- Aim of the exercise
Recast the material below as a Markdown table with the columns Row and Line. Number each non-blank line in order and omit blank lines.

====================

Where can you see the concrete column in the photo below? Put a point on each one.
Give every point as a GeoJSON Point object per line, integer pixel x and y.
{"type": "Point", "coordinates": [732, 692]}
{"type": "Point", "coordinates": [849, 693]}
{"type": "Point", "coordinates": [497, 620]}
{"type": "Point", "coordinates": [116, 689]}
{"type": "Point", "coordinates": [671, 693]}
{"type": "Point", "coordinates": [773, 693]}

====================

- Answer in full
| Row | Line |
|---|---|
| 1 | Where can you see the concrete column in the photo below? Put a point on each one. |
| 2 | Give every point as a GeoJSON Point object per line, integer pixel x and y. |
| 3 | {"type": "Point", "coordinates": [732, 692]} |
| 4 | {"type": "Point", "coordinates": [849, 693]} |
| 5 | {"type": "Point", "coordinates": [497, 620]} |
| 6 | {"type": "Point", "coordinates": [116, 689]} |
| 7 | {"type": "Point", "coordinates": [671, 693]} |
| 8 | {"type": "Point", "coordinates": [773, 693]} |